Non-reducing Disaccharides
Sucrose
Glucose
Fructose
α(1-2)β
Trehalose
Glucose
Glucose
α(1-1)α

B. Oligosaccharides:
Most of the oligosaccharides are not found as isolated molecules. Instead, they may be attached to other biomolecules like proteins or lipids, generally referred to as glycoconjugates. For example, the blood group serotypes (A, B, AB and O) are the result of various oligosaccharides involved in cellular recognition. The lipids on the surface of the erythrocytes are conjugated with various oligosaccharides.

C. Polysaccharides:
Polysaccharides are long chains of monosaccharides joined together by glycosidic bonds (linkages). As mentioned in previous post, polysaccharides maybe branched or unbranched. When all the monosaccharides in a polysaccharide are of the same type, the polysaccharide is called a homopolysaccharide or homoglycan, but when more than one type of monosaccharide is present, then they are called heteropolysaccharides or heteroglycans.

= = =

# Prompt A
List every blood group serotype named in the passage on carbohydrates.
# Prompt B
Reproduce the part of the passage on carbohydrates starting with "Non-reducing Disaccharides" and going on through "with various oligosaccharides.".

# Provided material
= = =

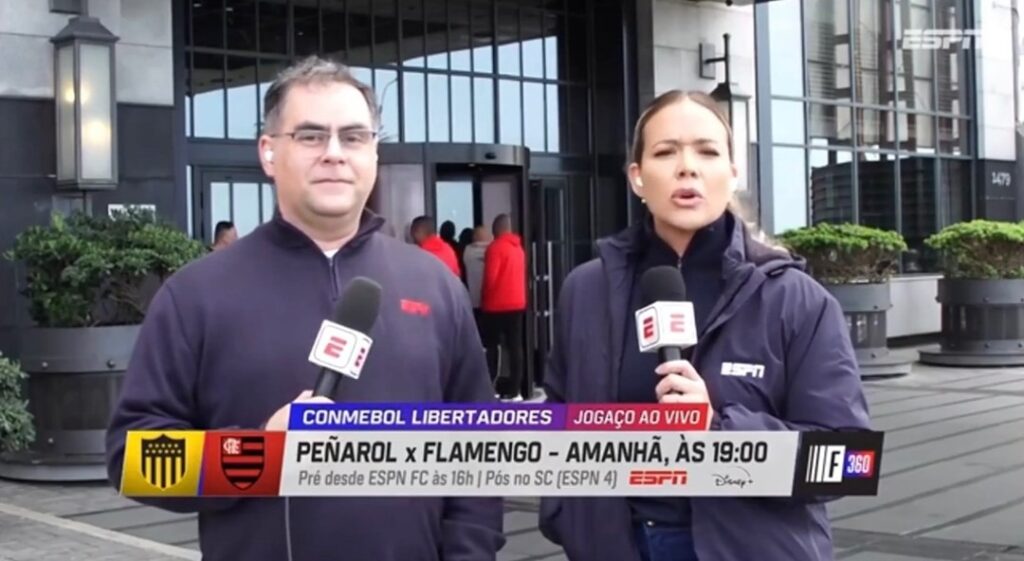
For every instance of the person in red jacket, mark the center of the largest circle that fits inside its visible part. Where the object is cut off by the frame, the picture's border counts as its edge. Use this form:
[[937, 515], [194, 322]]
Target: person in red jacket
[[425, 234], [503, 303]]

= = =

# Written answer A
A, B, AB, O

# Written answer B
Non-reducing Disaccharides
Sucrose
Glucose
Fructose
α(1-2)β
Trehalose
Glucose
Glucose
α(1-1)α

B. Oligosaccharides:
Most of the oligosaccharides are not found as isolated molecules. Instead, they may be attached to other biomolecules like proteins or lipids, generally referred to as glycoconjugates. For example, the blood group serotypes (A, B, AB and O) are the result of various oligosaccharides involved in cellular recognition. The lipids on the surface of the erythrocytes are conjugated with various oligosaccharides.